• WORK INSTRUCTIONS
Update the items from the start through the line containing "169], [150, 162]]" by changing "green stem" to "green stalk", and reproduce only those lines with nothing else altered.

+--

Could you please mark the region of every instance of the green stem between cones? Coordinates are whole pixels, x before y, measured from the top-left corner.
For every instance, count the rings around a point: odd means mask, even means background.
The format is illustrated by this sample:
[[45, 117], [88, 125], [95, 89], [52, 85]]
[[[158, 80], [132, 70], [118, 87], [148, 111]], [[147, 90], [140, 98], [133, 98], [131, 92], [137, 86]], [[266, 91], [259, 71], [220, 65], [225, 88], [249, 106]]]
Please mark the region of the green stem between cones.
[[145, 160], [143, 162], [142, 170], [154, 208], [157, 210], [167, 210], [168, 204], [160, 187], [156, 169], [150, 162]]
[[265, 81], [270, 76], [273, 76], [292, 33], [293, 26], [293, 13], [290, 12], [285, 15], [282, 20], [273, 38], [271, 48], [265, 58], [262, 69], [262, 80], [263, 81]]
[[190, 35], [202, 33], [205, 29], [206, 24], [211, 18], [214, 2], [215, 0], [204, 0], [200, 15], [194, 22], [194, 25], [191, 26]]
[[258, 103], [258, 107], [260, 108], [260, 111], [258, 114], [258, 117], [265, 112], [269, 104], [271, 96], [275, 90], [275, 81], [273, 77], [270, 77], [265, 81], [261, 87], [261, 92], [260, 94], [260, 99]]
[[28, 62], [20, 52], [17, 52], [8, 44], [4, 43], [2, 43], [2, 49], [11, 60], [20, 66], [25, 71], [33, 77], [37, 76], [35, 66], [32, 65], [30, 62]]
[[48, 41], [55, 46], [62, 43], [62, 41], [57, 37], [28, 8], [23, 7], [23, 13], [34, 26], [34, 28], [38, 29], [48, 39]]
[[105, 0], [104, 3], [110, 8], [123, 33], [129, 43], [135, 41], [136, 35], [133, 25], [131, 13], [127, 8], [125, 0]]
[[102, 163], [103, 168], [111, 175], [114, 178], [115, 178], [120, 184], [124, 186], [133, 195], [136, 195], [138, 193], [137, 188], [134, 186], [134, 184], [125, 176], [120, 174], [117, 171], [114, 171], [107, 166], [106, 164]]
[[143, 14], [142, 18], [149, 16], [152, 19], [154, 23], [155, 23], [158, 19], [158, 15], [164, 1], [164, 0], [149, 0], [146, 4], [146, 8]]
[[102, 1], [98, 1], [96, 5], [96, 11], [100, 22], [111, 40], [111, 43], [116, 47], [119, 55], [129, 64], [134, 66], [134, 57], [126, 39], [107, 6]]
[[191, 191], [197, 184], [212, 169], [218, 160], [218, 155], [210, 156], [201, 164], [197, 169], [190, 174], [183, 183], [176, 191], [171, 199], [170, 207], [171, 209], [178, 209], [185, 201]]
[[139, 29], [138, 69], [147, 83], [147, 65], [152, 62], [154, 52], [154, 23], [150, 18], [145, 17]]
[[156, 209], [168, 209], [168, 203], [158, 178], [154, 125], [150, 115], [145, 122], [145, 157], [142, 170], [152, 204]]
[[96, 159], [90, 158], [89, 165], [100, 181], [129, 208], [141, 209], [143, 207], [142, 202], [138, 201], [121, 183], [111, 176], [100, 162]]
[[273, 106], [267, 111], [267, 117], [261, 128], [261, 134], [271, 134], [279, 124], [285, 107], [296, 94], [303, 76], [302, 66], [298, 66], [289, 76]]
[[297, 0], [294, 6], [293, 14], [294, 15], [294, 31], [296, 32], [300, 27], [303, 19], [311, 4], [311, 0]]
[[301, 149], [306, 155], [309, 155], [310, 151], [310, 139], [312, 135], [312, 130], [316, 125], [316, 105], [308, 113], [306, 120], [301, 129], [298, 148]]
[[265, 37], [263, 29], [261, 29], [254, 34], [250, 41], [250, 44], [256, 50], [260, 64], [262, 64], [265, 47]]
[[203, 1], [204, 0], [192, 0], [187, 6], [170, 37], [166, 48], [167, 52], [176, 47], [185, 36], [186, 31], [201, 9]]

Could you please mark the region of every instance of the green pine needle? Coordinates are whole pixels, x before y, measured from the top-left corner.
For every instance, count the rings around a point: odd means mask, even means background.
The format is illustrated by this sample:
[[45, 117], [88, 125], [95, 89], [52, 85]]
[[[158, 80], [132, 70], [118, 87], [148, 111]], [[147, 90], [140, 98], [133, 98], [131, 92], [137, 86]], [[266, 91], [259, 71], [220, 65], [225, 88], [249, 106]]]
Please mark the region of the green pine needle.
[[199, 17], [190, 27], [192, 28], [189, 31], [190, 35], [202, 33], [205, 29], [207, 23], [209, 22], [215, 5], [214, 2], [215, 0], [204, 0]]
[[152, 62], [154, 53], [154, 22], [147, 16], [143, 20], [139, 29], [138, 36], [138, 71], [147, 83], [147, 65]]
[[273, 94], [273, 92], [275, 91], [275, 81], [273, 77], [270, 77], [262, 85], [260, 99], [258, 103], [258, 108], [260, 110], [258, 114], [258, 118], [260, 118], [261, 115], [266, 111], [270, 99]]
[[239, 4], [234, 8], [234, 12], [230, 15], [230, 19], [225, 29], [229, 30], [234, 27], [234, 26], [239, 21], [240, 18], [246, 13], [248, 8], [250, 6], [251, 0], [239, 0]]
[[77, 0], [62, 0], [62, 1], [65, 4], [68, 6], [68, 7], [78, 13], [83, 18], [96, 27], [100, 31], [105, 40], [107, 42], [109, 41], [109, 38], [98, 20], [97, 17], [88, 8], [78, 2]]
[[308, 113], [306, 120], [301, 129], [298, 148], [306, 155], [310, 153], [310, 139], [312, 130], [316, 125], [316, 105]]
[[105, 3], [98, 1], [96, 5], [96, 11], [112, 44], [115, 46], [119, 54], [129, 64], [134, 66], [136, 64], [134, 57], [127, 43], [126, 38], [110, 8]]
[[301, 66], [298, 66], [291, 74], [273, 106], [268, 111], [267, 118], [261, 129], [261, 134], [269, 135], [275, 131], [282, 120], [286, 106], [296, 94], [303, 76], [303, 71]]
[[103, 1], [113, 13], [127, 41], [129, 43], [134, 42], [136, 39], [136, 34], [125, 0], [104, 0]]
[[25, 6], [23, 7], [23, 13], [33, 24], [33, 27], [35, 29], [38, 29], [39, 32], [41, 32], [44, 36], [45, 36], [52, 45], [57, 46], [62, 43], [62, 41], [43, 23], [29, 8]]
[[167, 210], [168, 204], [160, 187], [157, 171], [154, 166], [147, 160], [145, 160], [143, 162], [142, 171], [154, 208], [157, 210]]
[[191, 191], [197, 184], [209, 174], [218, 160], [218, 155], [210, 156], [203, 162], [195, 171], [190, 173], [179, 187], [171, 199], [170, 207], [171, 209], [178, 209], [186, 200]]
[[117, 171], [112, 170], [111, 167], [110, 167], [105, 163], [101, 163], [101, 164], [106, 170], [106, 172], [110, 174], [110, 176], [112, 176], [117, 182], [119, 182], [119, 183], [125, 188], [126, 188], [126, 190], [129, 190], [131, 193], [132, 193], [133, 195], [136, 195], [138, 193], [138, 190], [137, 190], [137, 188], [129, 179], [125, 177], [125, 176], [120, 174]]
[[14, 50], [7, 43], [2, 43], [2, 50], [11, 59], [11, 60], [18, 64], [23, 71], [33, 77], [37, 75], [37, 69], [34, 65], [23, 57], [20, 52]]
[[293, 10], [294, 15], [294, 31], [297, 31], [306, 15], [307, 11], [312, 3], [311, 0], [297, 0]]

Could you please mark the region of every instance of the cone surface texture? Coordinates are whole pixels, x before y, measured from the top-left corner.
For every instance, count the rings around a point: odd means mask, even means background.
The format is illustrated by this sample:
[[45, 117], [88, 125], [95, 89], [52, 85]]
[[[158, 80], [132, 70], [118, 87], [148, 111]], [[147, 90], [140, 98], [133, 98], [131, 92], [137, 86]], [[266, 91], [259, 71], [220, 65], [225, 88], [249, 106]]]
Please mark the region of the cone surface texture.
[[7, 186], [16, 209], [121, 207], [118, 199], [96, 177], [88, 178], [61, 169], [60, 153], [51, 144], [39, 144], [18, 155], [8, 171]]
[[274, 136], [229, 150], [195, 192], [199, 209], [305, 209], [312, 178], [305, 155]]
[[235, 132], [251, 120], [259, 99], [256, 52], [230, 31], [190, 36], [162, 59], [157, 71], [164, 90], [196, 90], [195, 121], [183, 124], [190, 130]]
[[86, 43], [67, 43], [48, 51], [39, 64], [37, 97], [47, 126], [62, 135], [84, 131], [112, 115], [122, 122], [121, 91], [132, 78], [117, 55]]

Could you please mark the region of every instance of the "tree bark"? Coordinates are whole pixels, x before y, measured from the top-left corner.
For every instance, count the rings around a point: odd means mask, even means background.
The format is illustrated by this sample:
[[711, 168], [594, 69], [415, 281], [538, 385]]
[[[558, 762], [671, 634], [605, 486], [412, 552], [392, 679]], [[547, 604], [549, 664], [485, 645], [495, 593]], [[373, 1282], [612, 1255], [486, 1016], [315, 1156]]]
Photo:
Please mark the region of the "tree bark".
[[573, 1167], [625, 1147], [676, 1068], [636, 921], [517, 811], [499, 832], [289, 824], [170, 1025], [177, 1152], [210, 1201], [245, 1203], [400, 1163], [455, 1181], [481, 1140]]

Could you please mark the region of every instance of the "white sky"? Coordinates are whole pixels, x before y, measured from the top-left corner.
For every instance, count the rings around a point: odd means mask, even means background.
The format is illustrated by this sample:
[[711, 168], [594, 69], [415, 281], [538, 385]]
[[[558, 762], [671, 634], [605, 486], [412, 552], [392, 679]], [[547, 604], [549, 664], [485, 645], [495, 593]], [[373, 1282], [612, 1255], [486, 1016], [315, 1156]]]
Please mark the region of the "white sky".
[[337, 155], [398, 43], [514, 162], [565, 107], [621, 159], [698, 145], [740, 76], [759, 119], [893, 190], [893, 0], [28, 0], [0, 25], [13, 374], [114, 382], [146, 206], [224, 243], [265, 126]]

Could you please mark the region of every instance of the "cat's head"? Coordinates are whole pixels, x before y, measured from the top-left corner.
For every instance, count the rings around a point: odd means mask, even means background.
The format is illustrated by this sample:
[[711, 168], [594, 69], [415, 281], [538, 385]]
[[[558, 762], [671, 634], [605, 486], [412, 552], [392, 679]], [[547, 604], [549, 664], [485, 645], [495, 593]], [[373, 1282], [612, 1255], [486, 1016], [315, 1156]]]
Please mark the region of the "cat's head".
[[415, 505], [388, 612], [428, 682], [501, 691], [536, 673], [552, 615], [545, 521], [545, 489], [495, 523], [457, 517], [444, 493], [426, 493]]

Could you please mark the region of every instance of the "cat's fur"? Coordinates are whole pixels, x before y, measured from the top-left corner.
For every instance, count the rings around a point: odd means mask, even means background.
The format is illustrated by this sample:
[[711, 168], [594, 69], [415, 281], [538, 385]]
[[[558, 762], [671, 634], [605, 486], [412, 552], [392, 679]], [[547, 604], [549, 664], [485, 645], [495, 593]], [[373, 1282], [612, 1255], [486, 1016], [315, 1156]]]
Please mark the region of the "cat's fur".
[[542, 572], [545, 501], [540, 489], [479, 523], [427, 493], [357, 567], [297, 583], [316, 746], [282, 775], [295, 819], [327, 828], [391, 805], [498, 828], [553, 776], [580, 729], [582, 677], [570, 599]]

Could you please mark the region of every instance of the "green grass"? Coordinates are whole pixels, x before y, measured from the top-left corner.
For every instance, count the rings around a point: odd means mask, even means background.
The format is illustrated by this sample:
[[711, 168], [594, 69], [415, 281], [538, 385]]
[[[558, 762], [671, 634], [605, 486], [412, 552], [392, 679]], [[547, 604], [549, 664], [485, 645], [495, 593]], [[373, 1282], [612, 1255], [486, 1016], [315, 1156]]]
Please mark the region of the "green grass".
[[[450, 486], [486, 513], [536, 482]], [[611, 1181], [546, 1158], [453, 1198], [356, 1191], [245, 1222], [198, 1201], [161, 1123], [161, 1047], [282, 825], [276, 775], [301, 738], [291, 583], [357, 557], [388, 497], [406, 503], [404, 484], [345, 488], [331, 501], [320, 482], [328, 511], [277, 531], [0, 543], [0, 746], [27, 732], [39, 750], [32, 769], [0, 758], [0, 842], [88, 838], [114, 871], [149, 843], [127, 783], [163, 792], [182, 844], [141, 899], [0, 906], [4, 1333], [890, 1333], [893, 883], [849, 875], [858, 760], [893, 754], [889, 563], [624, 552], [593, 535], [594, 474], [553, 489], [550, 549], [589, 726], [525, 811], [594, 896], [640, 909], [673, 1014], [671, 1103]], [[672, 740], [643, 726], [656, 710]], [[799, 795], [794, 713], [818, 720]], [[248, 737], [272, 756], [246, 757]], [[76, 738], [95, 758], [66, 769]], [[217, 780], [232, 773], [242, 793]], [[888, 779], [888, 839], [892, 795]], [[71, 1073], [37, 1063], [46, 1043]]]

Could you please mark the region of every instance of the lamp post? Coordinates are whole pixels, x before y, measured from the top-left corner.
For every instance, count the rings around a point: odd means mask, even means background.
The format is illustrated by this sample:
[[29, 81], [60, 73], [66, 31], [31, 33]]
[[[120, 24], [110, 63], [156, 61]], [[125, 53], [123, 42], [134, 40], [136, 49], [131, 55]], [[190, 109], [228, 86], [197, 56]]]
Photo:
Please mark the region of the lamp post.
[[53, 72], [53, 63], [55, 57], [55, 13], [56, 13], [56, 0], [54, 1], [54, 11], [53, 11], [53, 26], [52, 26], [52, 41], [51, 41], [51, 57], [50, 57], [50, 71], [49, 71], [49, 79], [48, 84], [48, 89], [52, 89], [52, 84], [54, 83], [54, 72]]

+--

• COMPLETE ANSWER
Could you please mark the region of every instance of the green stalk between cones? Coordinates are whole pixels, x before y, measured from the top-left corner.
For every instance, count the rings around a point: odd means mask, even means background.
The format is illustrated by this sample:
[[45, 117], [88, 125], [95, 89], [52, 85]]
[[[158, 80], [132, 70], [118, 87], [148, 111]], [[147, 90], [140, 98], [133, 98], [131, 92], [137, 86]], [[266, 91], [259, 71], [220, 65], [225, 88], [249, 106]]]
Please mark the region of the green stalk between cones.
[[145, 160], [143, 162], [142, 170], [154, 208], [157, 210], [167, 210], [168, 204], [160, 187], [156, 169], [150, 162]]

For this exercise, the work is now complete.